--- START INPUT DATA ---
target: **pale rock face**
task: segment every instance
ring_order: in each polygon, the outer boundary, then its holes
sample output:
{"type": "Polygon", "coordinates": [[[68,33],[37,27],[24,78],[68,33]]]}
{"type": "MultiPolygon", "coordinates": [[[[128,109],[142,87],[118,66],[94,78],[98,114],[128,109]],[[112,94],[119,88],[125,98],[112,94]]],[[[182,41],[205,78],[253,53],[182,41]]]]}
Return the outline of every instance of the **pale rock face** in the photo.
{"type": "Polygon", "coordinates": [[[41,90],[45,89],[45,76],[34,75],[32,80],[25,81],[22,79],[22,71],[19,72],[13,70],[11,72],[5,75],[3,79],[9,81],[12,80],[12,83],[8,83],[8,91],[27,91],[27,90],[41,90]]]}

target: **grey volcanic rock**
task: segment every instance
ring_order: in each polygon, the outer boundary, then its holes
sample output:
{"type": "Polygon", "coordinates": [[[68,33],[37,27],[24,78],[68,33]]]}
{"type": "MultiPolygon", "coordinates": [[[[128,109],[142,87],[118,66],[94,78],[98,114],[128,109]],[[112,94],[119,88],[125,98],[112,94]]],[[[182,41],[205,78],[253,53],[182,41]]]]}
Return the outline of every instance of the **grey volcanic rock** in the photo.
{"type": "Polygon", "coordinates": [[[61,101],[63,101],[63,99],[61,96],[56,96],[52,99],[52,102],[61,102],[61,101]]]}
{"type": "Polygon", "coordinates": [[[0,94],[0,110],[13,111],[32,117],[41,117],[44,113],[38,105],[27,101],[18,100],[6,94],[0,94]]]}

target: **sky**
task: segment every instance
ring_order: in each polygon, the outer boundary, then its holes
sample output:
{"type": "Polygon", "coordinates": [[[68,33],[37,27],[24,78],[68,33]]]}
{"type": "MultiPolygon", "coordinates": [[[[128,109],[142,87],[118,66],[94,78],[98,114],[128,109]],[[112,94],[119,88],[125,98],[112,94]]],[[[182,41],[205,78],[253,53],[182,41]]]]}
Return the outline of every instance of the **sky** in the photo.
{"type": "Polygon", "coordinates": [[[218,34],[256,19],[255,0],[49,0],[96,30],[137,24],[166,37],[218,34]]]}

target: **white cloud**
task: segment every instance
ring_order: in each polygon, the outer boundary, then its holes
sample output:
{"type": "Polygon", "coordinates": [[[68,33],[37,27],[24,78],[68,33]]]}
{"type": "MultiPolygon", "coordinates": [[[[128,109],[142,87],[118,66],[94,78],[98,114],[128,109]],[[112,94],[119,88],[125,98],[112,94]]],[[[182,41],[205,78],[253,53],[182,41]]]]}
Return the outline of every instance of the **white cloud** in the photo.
--- END INPUT DATA ---
BRIEF: Reproduce the entries above exactly.

REPLY:
target: **pale rock face**
task: segment every instance
ring_order: in each polygon, the outer boundary, then its holes
sample output:
{"type": "Polygon", "coordinates": [[[68,33],[37,27],[24,78],[68,33]]]}
{"type": "MultiPolygon", "coordinates": [[[[128,109],[142,87],[118,66],[94,78],[98,114],[128,109]],[[112,94],[119,88],[125,98],[112,94]]],[[[182,41],[205,78],[253,53],[182,41]]]]}
Return the outline of every instance of the **pale rock face** in the photo.
{"type": "Polygon", "coordinates": [[[41,90],[45,89],[45,76],[34,75],[32,80],[25,81],[22,79],[22,71],[19,72],[13,70],[11,72],[5,75],[3,79],[9,81],[12,80],[12,83],[8,83],[8,91],[27,91],[27,90],[41,90]]]}

target: **grey volcanic rock**
task: segment every instance
ring_order: in each polygon, the outer boundary, then its holes
sample output:
{"type": "Polygon", "coordinates": [[[68,33],[37,27],[24,78],[68,33]]]}
{"type": "MultiPolygon", "coordinates": [[[[128,109],[142,87],[118,66],[94,78],[98,114],[128,109]],[[112,94],[119,88],[125,98],[112,94]]],[[[182,41],[205,78],[253,53],[182,41]]]]}
Return the outline of every instance of the **grey volcanic rock** in the photo.
{"type": "Polygon", "coordinates": [[[61,101],[63,101],[63,99],[61,96],[56,96],[52,99],[52,102],[61,102],[61,101]]]}
{"type": "Polygon", "coordinates": [[[0,94],[0,110],[13,111],[32,117],[41,117],[44,113],[38,105],[27,101],[18,100],[6,94],[0,94]]]}

target: **sky**
task: segment every instance
ring_order: in each polygon, the outer boundary, then its holes
sample output:
{"type": "Polygon", "coordinates": [[[68,33],[37,27],[24,78],[68,33]]]}
{"type": "MultiPolygon", "coordinates": [[[[128,109],[142,87],[118,66],[94,78],[98,114],[128,109]],[[112,94],[119,88],[125,98],[112,94]]],[[[182,41],[205,78],[253,53],[182,41]]]]}
Return the outline of every instance of the **sky** in the photo.
{"type": "Polygon", "coordinates": [[[218,34],[256,19],[255,0],[49,0],[96,30],[137,24],[166,37],[218,34]]]}

target: **white cloud**
task: segment every instance
ring_order: in each polygon, the outer boundary, then its holes
sample output:
{"type": "Polygon", "coordinates": [[[68,33],[37,27],[24,78],[68,33]]]}
{"type": "MultiPolygon", "coordinates": [[[[128,109],[142,87],[118,66],[94,78],[98,114],[128,109]],[[112,94],[119,88],[125,98],[112,94]]],[[[182,41],[205,78],[253,53],[182,41]]]]}
Return the outline of every instance of the **white cloud** in the photo.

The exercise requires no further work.